- **Opdrachten**:
A) Beantwoord over het wetsartikel de volgende vragen:
(i) Wat is de titel van het artikel?
(ii) Tot welke datum werkt de inwerkingtreding terug?
(iii) Welke overige regelgevende instanties worden genoemd?
B) Herschrijf in het wetsartikel het stuk van "Een mededeling van" tot en met "gedaan en gemotiveerd.", met "partij" vervangen door "procespartij".
C) Schrijf het wetsartikel over beperking van kennisneming verder, te beginnen na de laatste regel.

- **Documentfragment**:
|---|

Einde inhoudsopgave
Procesregeling bestuursrechterlijke colleges 2014
Artikel 14 Beperking kennisneming
Geldend
Geldend vanaf 11-07-2017. Let op: treedt met terugwerkende kracht in werking vanaf 12-06-2017
- Bronpublicatie:
07-06-2017, Stcrt. 2017, 37347 (uitgifte: 10-07-2017, kamerstukken/regelingnummer: -)
- Inwerkingtreding
11-07-2017, terugwerkend tot: 12-06-2017
- Bronpublicatie inwerkingtreding:
07-06-2017, Stcrt. 2017, 37347 (uitgifte: 10-07-2017, kamerstukken/regelingnummer: -)
- Overige regelgevende instantie(s)
Centrale Raad van Beroep
College van Beroep voor het bedrijfsleven
- Vakgebied(en)
Bestuursrecht algemeen / Algemeen
1.
Een mededeling van een partij dat uitsluitend het college kennis zal mogen nemen van stukken wordt afzonderlijk en schriftelijk gedaan en gemotiveerd.
2.

|---|

- **Datasetrecords**:
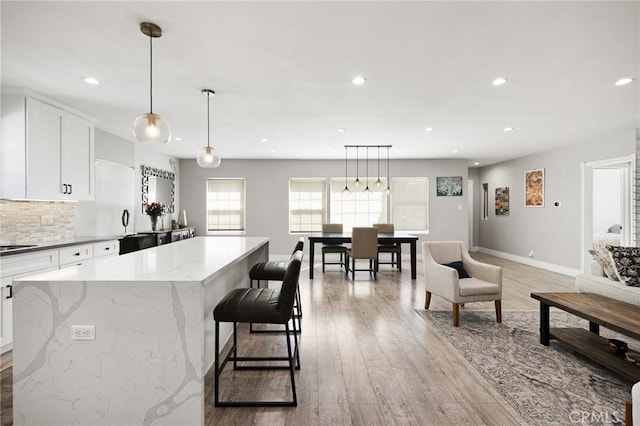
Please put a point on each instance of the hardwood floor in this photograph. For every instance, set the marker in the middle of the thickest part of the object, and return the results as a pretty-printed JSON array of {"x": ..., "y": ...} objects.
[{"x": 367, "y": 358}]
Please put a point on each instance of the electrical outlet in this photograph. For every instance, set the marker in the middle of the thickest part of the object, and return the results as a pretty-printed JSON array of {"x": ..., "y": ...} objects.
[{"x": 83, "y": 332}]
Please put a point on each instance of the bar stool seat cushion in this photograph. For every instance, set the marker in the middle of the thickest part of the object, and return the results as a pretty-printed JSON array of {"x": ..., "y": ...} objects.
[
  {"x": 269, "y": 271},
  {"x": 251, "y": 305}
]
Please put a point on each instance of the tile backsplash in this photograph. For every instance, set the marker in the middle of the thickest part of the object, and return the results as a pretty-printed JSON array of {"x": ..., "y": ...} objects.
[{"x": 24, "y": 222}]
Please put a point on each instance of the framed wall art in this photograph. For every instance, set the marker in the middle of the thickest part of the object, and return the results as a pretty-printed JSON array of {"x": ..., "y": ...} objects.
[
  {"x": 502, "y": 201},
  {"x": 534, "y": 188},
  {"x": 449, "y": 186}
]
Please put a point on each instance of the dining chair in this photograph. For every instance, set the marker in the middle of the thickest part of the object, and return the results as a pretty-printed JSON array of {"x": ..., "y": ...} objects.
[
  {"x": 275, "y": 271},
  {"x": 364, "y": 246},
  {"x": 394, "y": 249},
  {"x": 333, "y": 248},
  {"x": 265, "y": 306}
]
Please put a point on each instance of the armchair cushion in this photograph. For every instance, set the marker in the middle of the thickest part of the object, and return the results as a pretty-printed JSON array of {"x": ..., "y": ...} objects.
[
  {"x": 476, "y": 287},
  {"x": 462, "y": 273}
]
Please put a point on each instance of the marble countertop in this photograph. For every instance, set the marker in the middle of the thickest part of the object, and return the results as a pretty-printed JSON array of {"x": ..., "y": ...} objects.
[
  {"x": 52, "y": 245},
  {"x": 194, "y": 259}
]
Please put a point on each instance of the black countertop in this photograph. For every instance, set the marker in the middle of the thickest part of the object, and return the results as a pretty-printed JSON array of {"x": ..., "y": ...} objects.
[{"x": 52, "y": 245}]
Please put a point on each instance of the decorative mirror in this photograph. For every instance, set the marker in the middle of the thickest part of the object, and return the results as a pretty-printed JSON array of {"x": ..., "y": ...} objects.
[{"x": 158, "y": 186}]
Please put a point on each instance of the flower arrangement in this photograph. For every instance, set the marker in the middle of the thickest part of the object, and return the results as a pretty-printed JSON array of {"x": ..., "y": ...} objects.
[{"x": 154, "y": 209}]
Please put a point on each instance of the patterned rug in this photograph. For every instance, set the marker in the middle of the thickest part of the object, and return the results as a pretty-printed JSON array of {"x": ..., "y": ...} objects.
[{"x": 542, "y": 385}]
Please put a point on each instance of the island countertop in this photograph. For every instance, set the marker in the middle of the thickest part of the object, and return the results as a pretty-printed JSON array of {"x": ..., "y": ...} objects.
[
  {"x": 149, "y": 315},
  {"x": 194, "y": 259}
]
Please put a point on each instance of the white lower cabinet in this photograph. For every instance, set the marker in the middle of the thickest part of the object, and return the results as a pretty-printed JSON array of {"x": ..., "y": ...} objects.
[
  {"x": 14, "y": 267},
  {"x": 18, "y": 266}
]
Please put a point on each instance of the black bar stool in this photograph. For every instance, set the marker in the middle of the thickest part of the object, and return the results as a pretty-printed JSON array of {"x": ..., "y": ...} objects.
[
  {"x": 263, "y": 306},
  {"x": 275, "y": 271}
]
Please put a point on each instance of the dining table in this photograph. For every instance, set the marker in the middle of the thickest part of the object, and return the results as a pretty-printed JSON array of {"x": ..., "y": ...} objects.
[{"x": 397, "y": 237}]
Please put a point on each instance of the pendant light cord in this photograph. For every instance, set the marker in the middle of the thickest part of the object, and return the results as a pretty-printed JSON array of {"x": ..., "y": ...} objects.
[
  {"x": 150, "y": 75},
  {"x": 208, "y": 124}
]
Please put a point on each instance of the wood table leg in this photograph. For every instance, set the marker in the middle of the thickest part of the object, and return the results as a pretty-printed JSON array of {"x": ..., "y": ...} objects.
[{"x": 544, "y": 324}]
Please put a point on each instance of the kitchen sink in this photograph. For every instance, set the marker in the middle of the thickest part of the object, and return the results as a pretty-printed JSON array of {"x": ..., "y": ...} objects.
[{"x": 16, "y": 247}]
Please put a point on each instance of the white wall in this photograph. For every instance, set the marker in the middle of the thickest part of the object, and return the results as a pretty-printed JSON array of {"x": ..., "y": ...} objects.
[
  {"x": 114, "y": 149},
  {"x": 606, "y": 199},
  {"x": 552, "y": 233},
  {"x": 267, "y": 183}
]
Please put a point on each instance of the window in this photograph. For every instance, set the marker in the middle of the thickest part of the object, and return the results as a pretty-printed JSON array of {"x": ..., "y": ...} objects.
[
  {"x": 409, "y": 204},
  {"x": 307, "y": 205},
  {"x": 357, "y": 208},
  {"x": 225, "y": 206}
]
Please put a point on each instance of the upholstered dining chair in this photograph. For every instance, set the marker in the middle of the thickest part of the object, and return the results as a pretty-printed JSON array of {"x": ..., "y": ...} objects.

|---|

- **Antwoorden op volgorde**:
A)
(i) Beperking kennisneming
(ii) 12-06-2017
(iii) Centrale Raad van Beroep en College van Beroep voor het bedrijfsleven

B)
Een mededeling van een procespartij dat uitsluitend het college kennis zal mogen nemen van stukken wordt afzonderlijk en schriftelijk gedaan en gemotiveerd.

C)
Een mededeling als bedoeld in het eerste lid kan uitsluitend betrekking hebben op stukken die de betrokken partij op grond van de wet verplicht is aan het college over te leggen. Een mededeling die betrekking heeft op een onverplicht overgelegd stuk, wordt niet in behandeling genomen. Het stuk waarop dat verzoek betrekking heeft, wordt aan de betrokken partij teruggezonden.
3.
Indien het beroep betrekking heeft op een besluit tot weigering van openbaarmaking op grond van de Wet openbaarheid van bestuur, wordt steeds gehandeld alsof een mededeling als bedoeld in het eerste lid is gedaan en het college heeft beslist dat de beperking van de kennisneming gerechtvaardigd is.
4.
Het college beslist binnen zes weken of de beperking van de kennisneming gerechtvaardigd is. De termijn vangt aan zodra aan de in het eerste lid gestelde eisen is voldaan en de stukken waarop de mededeling betrekking heeft, zijn ontvangen.
5.
De partijen worden van de beslissing, bedoeld in het vierde lid, schriftelijk in kennis gesteld. De kennisgeving bevat de namen van de partijen en hun vertegenwoordigers of gemachtigden, de gronden van de beslissing, de beslissing en de samenstelling van de kamer van het college die de beslissing heeft genomen. Vindt de behandeling van de zaak ter zitting plaats binnen zes weken, dan kan de kennisgeving ook mondeling ter zitting worden gedaan.
6.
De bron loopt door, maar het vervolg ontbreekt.